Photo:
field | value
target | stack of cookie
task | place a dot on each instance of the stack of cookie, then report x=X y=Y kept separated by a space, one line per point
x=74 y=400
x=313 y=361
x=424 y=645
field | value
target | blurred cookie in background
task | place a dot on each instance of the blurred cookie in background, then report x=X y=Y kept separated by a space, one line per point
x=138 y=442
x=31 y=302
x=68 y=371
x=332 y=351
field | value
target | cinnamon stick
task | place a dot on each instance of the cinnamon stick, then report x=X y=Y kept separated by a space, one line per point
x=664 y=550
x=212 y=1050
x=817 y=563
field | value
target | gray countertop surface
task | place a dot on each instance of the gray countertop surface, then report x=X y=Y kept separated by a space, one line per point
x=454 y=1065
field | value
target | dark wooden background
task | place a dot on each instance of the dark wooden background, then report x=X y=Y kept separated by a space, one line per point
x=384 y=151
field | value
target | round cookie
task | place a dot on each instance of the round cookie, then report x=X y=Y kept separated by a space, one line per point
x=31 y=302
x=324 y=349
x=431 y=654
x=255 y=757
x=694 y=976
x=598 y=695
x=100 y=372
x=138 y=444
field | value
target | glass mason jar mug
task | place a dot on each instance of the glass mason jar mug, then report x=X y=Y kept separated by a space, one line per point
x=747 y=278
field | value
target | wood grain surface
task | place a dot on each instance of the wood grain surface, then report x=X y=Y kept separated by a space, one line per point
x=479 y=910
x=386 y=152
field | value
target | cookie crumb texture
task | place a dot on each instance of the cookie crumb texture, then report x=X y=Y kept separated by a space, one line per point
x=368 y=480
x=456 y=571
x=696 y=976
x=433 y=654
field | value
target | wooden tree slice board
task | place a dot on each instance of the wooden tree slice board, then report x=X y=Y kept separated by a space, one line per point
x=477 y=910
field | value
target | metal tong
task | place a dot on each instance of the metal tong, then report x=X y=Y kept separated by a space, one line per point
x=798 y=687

※ ※ ※

> _Exercise goal_: Print every record above. Keep each one exactly as it is.

> _Task response_:
Photo:
field | value
target | stack of cookie
task | place a dot on each instance of the stack of cookie, then report x=X y=Y kept separated by a space, one line per point
x=74 y=400
x=313 y=361
x=424 y=645
field | value
target | blurred cookie in background
task | place a dot on each instance of the blurred cookie in background, then report x=X y=Y kept separated by a space, one line per point
x=138 y=442
x=31 y=302
x=68 y=371
x=332 y=351
field | value
target | cinnamon stick
task | place a dot on each instance of the cinnamon stick, then report x=X y=Y kept separated by a space, one line per point
x=664 y=550
x=212 y=1050
x=817 y=563
field | value
target | gray countertop surface
task | place a dot on each instance of the gray countertop surface, then report x=X y=Y kept separated by a space, one line per point
x=454 y=1065
field | value
target | dark wooden background
task | place a dot on each instance of the dark wooden background, then report x=X y=Y kept separated by a space, one line per point
x=384 y=151
field | value
target | round cookie
task | place a dot on each instance of the round cookie, then report x=X y=Y kept separated by a space, one line per point
x=31 y=302
x=324 y=349
x=431 y=654
x=255 y=757
x=694 y=976
x=598 y=695
x=100 y=372
x=138 y=444
field | value
target | glass mason jar mug
task | place a dot on each instance of the glass mason jar mug, then report x=X y=Y kept separated by a space, one line per point
x=747 y=278
field | value
target | wood grain surface
task | place a dot on each instance of the wood grain surface, then report x=X y=Y kept separated by a space, one line per point
x=479 y=910
x=386 y=152
field | value
target | cookie crumb texture
task | place a dot on each instance of the cookie crumb texture, then report x=X y=Y kept separated by a space, one line per point
x=368 y=480
x=456 y=571
x=696 y=976
x=433 y=654
field | value
target | wooden tree slice board
task | place a dot on each instance of the wooden tree slice board, then report x=X y=Y kept separated by a space, one line per point
x=477 y=910
field | value
target | metal tong
task | place a dot on each instance of the metal tong, then report x=X y=Y kept separated by a space, one line per point
x=798 y=687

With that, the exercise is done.